[Given request 1]
Extract the passage of the SNESMF post starting with "Weird (?) results" and going on through "to not exaggerate.".

[Text segment]

Weird (?) results obtained from experiments with the SNESMF module
Barry Smith
bsmith at mcs.anl.gov
Fri Dec 19 17:51:44 CST 2008
When I was a kid I was guided to be fair and to not exaggerate.
When I was
a teenager I found out that adults don't actually act that way, it was
a disappointment to
me. What was worse was once I became an adult I learned that
scientists don't act
that way: when they advocate something they exaggerate its positive
features and
minimize its negative features. This is what the great priests of
Jacobian-Free Newton Krylov
do, after you see one of their presentations you know that JFNK is
better in every possible
way from any other approach. In the practical world outside of their
lecture halls there is
no such thing as "one algorithm being better than another" it is only
"one algorithm is better
than another in this specific circumstance." This is why PETSc was
written the way it
is, to provide a toolbox that allows the selection of many
possibilities, NOT to have the
library writers decide what algorithm is better.
Their is actually nothing weird about the results you see, they are
actually what a
practitioner would expect :-)
Run both for 40 iterations with -ksp_monitor_true_residual
>My answer: That probably has to do with the fact that JFNK
approximately computes the product J(x)a. If the precision
>of that approximation is poor (and that's closely related to which
approach was used to calculate the differencing parameter,
>I think), then the linear solver must iterate more to produce a
"good" Newton correction.

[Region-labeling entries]
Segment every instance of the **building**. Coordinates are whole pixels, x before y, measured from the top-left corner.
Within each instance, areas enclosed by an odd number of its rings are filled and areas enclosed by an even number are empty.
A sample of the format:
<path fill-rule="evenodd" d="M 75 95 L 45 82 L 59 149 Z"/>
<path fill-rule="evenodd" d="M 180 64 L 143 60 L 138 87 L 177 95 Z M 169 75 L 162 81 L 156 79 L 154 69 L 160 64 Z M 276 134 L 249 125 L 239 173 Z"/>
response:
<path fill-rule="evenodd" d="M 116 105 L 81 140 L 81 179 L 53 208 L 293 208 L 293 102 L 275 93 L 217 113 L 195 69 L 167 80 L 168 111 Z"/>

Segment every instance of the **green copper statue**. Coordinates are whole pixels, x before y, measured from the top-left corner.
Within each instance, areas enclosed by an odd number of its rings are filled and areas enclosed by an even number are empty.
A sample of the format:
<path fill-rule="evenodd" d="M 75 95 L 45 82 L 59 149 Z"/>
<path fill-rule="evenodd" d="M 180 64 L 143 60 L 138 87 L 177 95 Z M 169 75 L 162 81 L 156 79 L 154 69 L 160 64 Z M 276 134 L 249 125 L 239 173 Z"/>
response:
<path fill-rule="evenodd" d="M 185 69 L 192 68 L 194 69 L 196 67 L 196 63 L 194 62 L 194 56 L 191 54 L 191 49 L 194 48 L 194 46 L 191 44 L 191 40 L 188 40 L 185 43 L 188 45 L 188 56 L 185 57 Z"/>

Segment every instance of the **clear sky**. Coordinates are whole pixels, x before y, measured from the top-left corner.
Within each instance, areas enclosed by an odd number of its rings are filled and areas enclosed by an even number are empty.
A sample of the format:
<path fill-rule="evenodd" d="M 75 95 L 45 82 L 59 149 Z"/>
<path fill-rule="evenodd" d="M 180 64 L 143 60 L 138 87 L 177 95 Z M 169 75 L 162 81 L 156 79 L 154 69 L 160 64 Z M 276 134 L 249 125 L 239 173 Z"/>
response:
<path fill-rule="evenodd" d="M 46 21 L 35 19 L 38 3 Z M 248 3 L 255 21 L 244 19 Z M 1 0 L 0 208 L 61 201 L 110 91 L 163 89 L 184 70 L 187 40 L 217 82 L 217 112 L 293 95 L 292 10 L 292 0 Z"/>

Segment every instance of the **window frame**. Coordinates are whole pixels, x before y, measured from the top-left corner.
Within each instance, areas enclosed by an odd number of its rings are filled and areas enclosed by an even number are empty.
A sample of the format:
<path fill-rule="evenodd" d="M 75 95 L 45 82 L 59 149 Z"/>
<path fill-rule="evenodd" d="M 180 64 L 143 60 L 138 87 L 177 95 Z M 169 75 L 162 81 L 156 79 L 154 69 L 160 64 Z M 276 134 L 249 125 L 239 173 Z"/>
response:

[Given request 2]
In the listing, replace "clear sky" with "open sky" in the lines starting with the line with "Segment every instance of the **clear" and going on through the end of the listing, keeping everything else unchanged. Return only those lines.

[Task output 1]
Weird (?) results obtained from experiments with the SNESMF module
Barry Smith
bsmith at mcs.anl.gov
Fri Dec 19 17:51:44 CST 2008
When I was a kid I was guided to be fair and to not exaggerate.

[Task output 2]
Segment every instance of the **open sky**. Coordinates are whole pixels, x before y, measured from the top-left corner.
Within each instance, areas enclosed by an odd number of its rings are filled and areas enclosed by an even number are empty.
A sample of the format:
<path fill-rule="evenodd" d="M 75 95 L 45 82 L 59 149 Z"/>
<path fill-rule="evenodd" d="M 180 64 L 143 60 L 138 87 L 177 95 Z M 169 75 L 162 81 L 156 79 L 154 69 L 160 64 Z M 276 134 L 249 125 L 239 173 Z"/>
response:
<path fill-rule="evenodd" d="M 46 21 L 35 19 L 38 3 Z M 248 3 L 255 21 L 244 19 Z M 1 0 L 0 208 L 61 201 L 110 91 L 163 89 L 184 70 L 187 40 L 217 82 L 217 112 L 293 95 L 292 10 L 292 0 Z"/>

Segment every instance of the **window frame**. Coordinates are whole pixels, x before y, measured from the top-left corner.
Within each instance, areas enclosed by an odd number of its rings are filled and areas enclosed by an even number are empty.
A sample of the format:
<path fill-rule="evenodd" d="M 75 95 L 45 82 L 59 149 Z"/>
<path fill-rule="evenodd" d="M 180 64 L 143 60 L 138 87 L 177 95 Z M 169 75 L 162 81 L 156 79 L 154 69 L 160 64 Z M 276 134 L 249 125 L 239 173 Z"/>
response:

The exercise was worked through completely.